(Beginning of Excerpt)

Children's Ear Infections

Otitis Media in Babies and Children

Children's Ear Infections

Children’s ear infection, the all too common problem scientifically referred to otitis media. I truly believe that, in general, the immediate assumption that the children’s ear infection is bacterial, and the anti-biotic prescription of amoxicillin is all too common, and is not necessarily the way to go.

Let’s start with the most basic question. How do you really know that your child is suffering from a children’s ear infection? It seems that your child exhibits some symptoms of a cold and, if the child is old enough, starts to complain about ear pain. You go to the doctor and after looking in the child’s ear for what seems like less than a few seconds, the diagnosis of an ear infection is made. Generally, an antibiotic is prescribed and if this is one of the child’s first ear infections, amoxicillin is likely the antibiotic. Since amoxicillin is a broad spectrum antibiotic, it can kill a wide variety of bacteria.

Studies have shown that the majority of otitis media (children’s ear infection) cases are not of bacterial origin. Less than half of the otitis media cases have been shown to be bacterial in origin with 60% being either viral or sterile effusion (fluid that does not contain bacteria or viruses). The diagnosis of a true ear infection and the prescription for antibiotic should not be made lightly.

(End of Excerpt)
(Beginning of Data extract)

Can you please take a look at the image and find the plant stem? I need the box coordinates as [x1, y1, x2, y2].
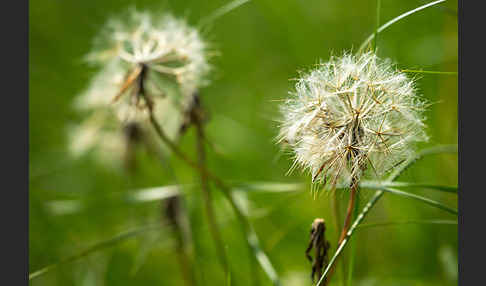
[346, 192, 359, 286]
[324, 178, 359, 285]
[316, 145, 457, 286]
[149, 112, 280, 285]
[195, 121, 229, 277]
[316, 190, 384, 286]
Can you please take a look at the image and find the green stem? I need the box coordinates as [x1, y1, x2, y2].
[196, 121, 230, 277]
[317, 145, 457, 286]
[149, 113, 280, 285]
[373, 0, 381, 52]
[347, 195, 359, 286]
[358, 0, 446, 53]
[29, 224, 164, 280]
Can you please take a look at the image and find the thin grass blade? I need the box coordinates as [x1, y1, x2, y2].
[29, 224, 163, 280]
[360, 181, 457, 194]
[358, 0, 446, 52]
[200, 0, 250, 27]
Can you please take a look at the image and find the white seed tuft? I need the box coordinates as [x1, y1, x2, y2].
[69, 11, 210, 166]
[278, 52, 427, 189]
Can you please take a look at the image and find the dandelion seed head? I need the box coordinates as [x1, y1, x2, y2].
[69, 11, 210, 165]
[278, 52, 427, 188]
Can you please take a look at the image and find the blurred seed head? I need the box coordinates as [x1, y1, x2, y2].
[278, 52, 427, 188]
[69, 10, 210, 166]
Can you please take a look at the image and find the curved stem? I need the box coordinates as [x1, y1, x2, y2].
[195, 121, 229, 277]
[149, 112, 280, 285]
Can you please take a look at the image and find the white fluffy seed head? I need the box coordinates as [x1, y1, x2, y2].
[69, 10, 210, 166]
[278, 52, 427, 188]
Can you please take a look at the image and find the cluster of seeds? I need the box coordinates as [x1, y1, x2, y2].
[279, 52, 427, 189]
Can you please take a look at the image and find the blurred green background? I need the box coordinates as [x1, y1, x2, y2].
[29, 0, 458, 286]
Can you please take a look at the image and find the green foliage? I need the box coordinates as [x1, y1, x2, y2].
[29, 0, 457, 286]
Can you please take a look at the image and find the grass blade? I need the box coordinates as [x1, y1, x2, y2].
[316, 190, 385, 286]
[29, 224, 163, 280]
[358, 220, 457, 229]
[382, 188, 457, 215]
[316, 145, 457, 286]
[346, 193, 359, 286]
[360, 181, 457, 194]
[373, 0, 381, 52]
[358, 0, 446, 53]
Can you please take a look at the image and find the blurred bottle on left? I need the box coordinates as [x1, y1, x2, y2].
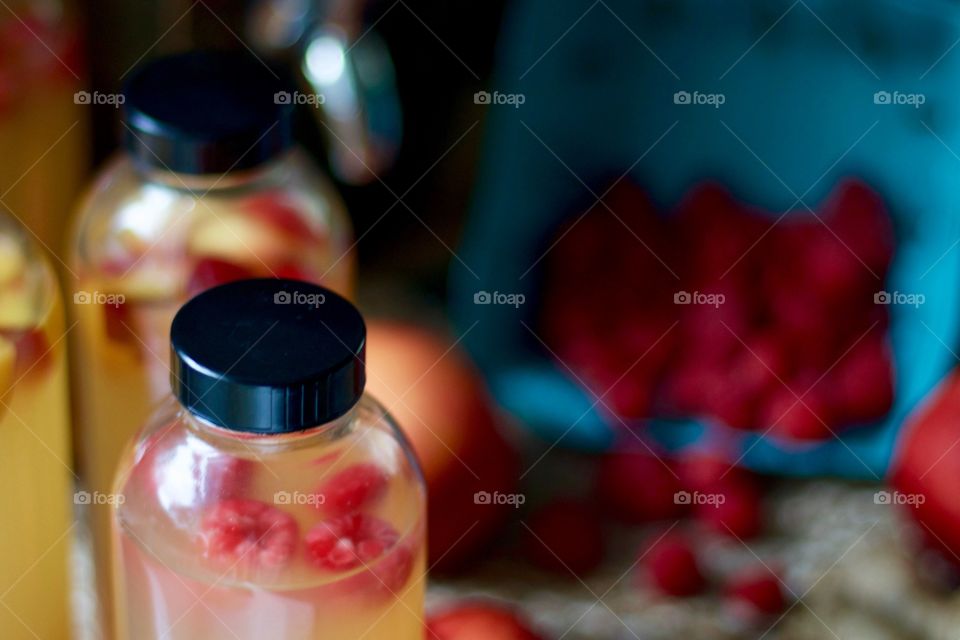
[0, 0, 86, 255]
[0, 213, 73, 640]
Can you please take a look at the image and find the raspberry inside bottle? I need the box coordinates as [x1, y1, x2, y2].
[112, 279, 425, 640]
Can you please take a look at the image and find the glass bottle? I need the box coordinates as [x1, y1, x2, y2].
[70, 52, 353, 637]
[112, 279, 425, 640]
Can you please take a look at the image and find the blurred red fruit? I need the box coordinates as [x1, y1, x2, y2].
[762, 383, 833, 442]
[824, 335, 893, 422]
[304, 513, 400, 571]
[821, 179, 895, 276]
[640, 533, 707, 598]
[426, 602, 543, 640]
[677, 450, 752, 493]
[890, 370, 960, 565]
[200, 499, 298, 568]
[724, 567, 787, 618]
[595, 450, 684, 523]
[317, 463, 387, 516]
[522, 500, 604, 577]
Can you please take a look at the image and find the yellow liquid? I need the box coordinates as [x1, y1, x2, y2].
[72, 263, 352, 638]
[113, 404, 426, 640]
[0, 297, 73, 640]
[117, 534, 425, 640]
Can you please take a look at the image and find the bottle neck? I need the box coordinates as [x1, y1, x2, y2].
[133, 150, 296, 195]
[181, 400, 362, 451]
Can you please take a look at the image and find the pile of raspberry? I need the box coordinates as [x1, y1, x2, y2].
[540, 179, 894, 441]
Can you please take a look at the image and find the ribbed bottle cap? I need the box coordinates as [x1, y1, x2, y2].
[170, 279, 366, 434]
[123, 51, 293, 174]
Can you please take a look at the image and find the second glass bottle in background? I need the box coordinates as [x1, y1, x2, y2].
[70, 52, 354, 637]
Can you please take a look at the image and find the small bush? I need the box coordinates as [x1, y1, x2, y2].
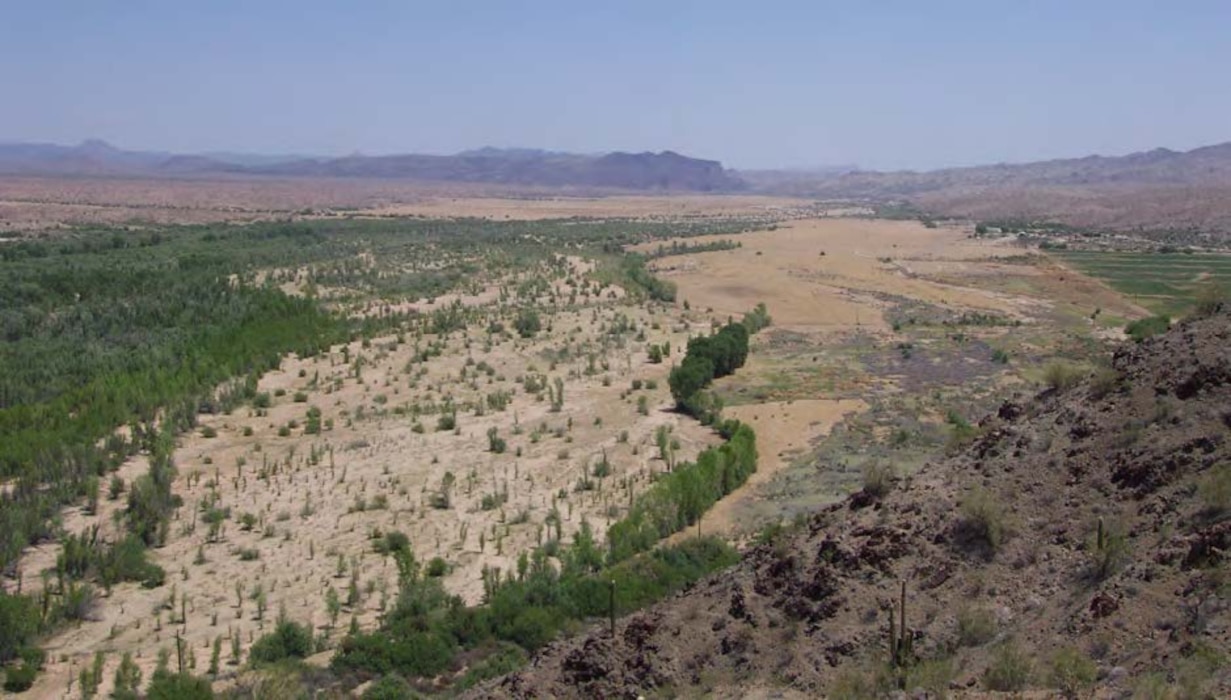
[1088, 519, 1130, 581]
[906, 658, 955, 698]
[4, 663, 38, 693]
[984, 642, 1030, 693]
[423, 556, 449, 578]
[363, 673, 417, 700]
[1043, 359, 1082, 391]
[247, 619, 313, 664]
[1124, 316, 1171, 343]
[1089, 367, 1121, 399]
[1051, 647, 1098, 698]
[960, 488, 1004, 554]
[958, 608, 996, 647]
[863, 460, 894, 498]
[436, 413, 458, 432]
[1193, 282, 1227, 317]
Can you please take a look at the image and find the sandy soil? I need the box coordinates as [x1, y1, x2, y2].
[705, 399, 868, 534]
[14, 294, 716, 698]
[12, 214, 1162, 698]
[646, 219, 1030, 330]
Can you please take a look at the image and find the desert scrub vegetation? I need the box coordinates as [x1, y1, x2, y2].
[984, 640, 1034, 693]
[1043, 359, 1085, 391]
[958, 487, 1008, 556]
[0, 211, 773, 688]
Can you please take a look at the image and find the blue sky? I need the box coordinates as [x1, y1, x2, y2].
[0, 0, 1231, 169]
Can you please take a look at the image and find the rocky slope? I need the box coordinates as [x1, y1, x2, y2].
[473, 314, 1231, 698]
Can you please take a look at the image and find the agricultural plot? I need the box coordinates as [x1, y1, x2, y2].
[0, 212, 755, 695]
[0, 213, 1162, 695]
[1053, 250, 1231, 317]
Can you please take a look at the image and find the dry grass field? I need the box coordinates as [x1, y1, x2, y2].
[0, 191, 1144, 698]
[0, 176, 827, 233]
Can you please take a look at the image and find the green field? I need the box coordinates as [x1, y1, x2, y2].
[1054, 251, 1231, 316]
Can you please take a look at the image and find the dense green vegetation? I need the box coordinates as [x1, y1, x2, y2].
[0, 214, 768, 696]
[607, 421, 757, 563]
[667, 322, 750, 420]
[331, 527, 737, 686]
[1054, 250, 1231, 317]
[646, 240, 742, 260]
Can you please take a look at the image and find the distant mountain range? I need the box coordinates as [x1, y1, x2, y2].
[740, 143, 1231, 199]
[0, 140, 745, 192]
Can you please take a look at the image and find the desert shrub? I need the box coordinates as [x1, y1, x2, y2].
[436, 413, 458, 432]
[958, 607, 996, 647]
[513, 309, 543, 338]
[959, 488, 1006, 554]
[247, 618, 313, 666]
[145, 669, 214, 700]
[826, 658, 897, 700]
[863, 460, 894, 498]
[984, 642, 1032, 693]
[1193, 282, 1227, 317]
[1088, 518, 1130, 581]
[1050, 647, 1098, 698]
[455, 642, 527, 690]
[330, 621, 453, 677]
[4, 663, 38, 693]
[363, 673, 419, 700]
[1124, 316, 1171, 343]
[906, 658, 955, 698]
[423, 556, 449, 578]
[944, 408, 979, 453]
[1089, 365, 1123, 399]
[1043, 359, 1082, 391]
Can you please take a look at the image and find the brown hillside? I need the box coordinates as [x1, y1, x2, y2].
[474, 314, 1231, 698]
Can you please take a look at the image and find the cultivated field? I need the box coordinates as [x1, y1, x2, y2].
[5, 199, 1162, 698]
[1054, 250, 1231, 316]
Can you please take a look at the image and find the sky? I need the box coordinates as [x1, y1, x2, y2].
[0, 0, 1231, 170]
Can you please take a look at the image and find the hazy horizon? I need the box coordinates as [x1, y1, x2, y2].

(End of Data extract)

_Assignment 1_:
In the passage on children's ear infections, rewrite the part that opens with the words "Children’s ear infection, the" and closes with "the way to go.", using "penicillin" in place of "amoxicillin".
_Assignment 2_:
Continue the passage on children's ear infections from the point where it stops.

_Response box 1_:
Children’s ear infection, the all too common problem scientifically referred to otitis media. I truly believe that, in general, the immediate assumption that the children’s ear infection is bacterial, and the anti-biotic prescription of penicillin is all too common, and is not necessarily the way to go.

_Response box 2_:
It is unfortunate that after the antibiotic has been prescribed, seldom is a probiotic (healthy gut bacteria) prescribed. The antibiotic kills off good and bad bacteria and healthy bacteria should be used to help restore normal flora. Parents have commented that if their child is prescribed an antibiotic early on in the winter season, their immune function seems to be weaker for the rest of the year and they catch everything that comes along. Also, children who have a history multiple antibiotic uses and no probiotic uses tend to have a higher incidence of GI issues and food allergies later in life.

I would like to discuss options that may help you avoid children’s ear infections, and natural remedies that may help alleviate some of the symptoms. Acute ear infections affect 2/3 of American children by two years of age and chronic ear infections affect 2/3 of children under the age of six. Understanding the common causes could lead to avoidance and over all a healthier child.

The primary risk factors for otitis media are day care attendance, wood burning stoves, parental smoking and not being breast fed. The underlying commonalities are things that lead to abnormal Eustachian tube function. Obstruction of the Eustachian tube leads first to fluid buildup and then, if bacteria start to grow, bacterial infection. Obstruction results from collapse of the tube, blockage with mucus in response to allergy or irritation, or infection.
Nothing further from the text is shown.